WHAT THE EXERCISE ASKS:
Echo back, word for word, the stretch of lines below from the line containing "Where can the volcanic" through the line containing "(1261, 218)", including both of those lines.
=======
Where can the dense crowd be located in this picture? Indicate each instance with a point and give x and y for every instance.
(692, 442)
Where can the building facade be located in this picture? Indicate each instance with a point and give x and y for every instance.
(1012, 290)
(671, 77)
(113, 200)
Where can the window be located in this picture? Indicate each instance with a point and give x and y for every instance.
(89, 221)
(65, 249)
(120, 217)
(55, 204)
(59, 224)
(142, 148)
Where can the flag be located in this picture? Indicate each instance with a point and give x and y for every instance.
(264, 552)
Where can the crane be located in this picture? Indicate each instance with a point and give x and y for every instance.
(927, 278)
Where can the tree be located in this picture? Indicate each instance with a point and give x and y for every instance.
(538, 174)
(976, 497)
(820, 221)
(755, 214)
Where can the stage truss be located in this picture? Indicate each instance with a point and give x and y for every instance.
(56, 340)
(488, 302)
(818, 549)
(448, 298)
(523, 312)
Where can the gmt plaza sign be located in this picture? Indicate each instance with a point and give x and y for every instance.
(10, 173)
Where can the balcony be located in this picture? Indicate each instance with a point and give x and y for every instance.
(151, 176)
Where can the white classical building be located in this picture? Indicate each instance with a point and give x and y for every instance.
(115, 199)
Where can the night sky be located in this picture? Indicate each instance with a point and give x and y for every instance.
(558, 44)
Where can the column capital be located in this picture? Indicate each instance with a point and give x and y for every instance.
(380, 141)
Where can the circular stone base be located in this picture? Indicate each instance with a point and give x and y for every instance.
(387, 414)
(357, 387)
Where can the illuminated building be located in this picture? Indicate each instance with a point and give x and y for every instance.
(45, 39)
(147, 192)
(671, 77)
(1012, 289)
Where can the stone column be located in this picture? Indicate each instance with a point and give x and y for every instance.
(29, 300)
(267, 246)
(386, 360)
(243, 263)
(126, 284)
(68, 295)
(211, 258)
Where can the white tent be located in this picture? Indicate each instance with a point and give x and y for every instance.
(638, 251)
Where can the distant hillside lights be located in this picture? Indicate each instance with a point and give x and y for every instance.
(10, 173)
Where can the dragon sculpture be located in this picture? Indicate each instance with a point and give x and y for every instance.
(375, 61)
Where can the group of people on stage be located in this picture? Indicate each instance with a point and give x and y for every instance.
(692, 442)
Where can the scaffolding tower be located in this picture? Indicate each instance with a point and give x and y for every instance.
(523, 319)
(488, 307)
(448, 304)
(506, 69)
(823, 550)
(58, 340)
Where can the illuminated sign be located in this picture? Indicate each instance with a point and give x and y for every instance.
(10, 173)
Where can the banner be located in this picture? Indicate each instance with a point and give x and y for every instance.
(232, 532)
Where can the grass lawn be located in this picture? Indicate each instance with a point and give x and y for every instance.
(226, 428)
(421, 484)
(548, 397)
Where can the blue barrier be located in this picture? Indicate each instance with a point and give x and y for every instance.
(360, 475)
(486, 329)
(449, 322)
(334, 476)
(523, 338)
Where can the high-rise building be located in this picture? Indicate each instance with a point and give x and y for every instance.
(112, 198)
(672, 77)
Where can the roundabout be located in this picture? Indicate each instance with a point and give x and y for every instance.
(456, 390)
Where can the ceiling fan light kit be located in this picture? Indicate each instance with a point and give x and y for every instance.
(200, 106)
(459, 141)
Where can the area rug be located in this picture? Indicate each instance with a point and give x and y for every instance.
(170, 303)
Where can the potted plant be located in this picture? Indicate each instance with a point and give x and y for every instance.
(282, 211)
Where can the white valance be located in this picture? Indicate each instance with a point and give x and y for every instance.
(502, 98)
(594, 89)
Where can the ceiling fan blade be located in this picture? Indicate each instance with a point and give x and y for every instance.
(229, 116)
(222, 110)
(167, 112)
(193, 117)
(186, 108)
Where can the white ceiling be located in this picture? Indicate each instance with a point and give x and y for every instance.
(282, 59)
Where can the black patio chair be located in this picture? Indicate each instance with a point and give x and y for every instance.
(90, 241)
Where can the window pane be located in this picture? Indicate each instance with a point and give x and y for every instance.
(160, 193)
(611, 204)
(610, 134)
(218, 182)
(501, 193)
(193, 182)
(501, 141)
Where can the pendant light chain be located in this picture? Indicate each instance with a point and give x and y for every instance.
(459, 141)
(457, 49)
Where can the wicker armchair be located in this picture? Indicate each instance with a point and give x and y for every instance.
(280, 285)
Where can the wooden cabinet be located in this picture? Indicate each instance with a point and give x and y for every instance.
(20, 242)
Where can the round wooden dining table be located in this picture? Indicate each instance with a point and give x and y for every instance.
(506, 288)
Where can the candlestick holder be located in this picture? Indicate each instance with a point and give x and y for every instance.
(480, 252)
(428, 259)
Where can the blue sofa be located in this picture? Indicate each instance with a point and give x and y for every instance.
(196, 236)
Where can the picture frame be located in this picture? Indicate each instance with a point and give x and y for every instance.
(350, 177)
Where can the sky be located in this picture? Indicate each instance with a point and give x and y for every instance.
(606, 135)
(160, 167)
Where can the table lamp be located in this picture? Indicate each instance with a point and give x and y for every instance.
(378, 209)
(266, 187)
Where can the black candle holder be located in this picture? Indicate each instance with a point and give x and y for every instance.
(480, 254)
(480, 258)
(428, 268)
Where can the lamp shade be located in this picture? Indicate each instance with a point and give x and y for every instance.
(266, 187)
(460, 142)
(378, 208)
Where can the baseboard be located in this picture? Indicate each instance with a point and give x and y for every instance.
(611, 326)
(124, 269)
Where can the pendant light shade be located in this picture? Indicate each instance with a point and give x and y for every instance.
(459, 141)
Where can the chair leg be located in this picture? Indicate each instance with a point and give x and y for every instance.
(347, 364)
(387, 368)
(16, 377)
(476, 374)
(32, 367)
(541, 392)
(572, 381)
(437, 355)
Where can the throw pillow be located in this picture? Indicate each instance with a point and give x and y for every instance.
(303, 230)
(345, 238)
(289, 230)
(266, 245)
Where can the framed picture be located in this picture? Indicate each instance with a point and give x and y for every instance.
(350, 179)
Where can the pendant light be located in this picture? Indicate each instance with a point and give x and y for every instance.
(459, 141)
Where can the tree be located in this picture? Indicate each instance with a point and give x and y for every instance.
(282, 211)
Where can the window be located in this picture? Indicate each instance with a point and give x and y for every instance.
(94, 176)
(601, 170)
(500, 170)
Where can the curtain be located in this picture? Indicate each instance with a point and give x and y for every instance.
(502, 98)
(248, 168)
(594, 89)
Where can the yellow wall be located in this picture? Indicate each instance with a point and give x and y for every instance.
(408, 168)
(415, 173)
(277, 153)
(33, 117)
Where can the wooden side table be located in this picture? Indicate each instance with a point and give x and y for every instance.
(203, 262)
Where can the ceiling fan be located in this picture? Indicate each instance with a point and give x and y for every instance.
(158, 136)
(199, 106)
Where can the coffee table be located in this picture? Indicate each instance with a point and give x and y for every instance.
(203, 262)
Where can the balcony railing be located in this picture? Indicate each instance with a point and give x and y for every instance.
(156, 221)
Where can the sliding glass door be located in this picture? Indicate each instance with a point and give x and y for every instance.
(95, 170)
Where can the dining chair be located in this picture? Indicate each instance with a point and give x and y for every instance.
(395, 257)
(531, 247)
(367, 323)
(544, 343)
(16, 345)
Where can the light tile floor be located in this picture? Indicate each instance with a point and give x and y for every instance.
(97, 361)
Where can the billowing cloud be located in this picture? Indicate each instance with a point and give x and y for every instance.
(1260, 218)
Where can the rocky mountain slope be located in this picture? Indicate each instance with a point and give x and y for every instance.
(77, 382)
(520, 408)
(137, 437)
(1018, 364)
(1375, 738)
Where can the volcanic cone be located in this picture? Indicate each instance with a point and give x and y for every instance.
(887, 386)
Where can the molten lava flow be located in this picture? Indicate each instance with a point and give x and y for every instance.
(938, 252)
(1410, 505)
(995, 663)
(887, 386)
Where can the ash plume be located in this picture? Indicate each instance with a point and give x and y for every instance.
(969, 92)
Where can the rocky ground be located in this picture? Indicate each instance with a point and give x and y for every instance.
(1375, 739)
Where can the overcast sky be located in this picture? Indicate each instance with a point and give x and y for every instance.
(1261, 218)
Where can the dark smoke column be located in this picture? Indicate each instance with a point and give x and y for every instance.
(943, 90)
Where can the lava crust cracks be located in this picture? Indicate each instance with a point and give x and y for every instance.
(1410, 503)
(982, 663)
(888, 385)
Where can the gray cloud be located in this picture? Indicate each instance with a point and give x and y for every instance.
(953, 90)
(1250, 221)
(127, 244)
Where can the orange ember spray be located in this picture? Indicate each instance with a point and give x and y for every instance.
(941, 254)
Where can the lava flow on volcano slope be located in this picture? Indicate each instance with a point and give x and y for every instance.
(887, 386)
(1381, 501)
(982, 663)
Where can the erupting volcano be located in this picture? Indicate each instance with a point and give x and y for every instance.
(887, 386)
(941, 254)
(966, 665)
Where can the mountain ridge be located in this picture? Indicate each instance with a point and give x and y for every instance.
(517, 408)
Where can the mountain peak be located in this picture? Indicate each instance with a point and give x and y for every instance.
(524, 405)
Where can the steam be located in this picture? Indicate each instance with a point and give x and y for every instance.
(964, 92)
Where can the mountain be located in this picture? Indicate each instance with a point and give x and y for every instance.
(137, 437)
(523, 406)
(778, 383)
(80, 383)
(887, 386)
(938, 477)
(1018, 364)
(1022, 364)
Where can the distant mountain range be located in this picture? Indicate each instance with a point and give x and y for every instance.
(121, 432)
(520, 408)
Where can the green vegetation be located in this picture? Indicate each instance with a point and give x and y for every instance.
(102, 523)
=======
TASK OUTPUT:
Where can the volcanic cone be located in this picture? Indicate each instance with a point and give x and y for every instance.
(887, 386)
Where can the molten lava flow be located in this picture? Indicate each instance with a point and give x and y for every instance.
(938, 252)
(1410, 505)
(995, 663)
(887, 386)
Where can the ash plume be located in this picture? Indicate each instance with a point and give x and y for every instance.
(969, 92)
Where can the rocky ground be located in this picture? Indicate each instance with a point and give x and y for every instance.
(1375, 739)
Where can the overcast sky be located in this picture? Indicate each instance with a point and give x and y for every instance.
(1261, 218)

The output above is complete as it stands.